[Records taken from a collection]
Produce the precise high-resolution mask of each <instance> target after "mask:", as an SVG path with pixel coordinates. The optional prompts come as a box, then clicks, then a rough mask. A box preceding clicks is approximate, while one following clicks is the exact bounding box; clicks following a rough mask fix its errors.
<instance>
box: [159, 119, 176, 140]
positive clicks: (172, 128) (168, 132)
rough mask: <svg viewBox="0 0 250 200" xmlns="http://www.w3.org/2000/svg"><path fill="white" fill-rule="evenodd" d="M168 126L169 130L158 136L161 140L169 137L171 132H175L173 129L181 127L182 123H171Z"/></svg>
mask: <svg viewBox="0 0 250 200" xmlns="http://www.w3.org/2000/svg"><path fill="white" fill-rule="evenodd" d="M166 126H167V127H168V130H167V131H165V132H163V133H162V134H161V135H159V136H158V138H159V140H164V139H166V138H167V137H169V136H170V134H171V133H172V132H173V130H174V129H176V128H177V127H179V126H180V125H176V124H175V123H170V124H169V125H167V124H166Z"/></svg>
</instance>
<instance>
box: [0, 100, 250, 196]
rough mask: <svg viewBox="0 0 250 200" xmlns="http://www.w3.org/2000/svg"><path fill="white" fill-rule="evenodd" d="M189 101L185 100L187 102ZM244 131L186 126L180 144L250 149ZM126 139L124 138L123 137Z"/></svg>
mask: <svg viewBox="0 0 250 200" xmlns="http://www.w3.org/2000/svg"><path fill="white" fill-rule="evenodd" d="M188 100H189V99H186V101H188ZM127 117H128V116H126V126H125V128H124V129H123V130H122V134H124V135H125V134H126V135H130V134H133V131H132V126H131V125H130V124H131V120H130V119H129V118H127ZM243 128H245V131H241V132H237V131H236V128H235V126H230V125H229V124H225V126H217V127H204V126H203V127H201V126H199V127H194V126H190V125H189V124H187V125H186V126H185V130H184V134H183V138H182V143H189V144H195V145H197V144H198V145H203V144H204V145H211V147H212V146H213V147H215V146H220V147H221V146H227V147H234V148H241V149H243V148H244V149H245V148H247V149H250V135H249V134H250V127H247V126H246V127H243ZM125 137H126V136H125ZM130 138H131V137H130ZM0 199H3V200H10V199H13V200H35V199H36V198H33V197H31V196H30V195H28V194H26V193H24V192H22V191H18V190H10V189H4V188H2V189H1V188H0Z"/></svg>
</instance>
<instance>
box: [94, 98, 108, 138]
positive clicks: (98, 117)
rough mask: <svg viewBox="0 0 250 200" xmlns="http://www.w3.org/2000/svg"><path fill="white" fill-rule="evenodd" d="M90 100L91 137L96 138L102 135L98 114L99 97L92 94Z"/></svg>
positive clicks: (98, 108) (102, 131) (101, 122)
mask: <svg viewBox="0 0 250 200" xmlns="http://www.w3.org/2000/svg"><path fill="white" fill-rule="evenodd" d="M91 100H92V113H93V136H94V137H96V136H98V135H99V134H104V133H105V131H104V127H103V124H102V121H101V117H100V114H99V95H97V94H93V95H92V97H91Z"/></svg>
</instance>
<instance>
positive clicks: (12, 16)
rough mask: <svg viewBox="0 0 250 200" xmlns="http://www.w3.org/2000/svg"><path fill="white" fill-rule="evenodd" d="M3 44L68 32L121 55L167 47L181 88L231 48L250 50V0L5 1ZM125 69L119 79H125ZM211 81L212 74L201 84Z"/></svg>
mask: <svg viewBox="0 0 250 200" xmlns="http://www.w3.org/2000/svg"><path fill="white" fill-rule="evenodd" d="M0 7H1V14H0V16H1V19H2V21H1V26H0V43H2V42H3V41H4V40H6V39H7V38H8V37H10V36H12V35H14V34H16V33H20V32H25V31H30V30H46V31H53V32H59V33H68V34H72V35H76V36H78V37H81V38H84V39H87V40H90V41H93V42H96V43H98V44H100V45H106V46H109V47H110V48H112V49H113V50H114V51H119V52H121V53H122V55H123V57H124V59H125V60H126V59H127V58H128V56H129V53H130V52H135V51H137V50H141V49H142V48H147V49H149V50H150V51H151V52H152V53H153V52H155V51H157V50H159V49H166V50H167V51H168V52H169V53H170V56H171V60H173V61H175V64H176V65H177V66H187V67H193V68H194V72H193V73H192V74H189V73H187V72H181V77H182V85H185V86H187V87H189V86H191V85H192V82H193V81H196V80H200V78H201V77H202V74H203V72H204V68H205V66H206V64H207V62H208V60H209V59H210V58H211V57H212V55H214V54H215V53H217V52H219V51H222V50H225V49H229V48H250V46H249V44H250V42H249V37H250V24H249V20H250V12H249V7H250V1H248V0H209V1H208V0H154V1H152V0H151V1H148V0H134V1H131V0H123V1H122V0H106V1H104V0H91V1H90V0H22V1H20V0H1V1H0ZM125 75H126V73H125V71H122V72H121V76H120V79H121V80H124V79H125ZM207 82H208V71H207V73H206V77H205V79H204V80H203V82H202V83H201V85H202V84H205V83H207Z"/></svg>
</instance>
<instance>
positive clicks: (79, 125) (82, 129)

- Directions -
Find each line in the items above that contains the word "positive", matching case, and copy those lines.

- Task output -
positive clicks: (172, 128) (168, 132)
positive clicks: (98, 117)
positive clicks: (98, 108) (102, 131) (101, 122)
positive clicks: (12, 16)
positive clicks: (79, 125) (82, 129)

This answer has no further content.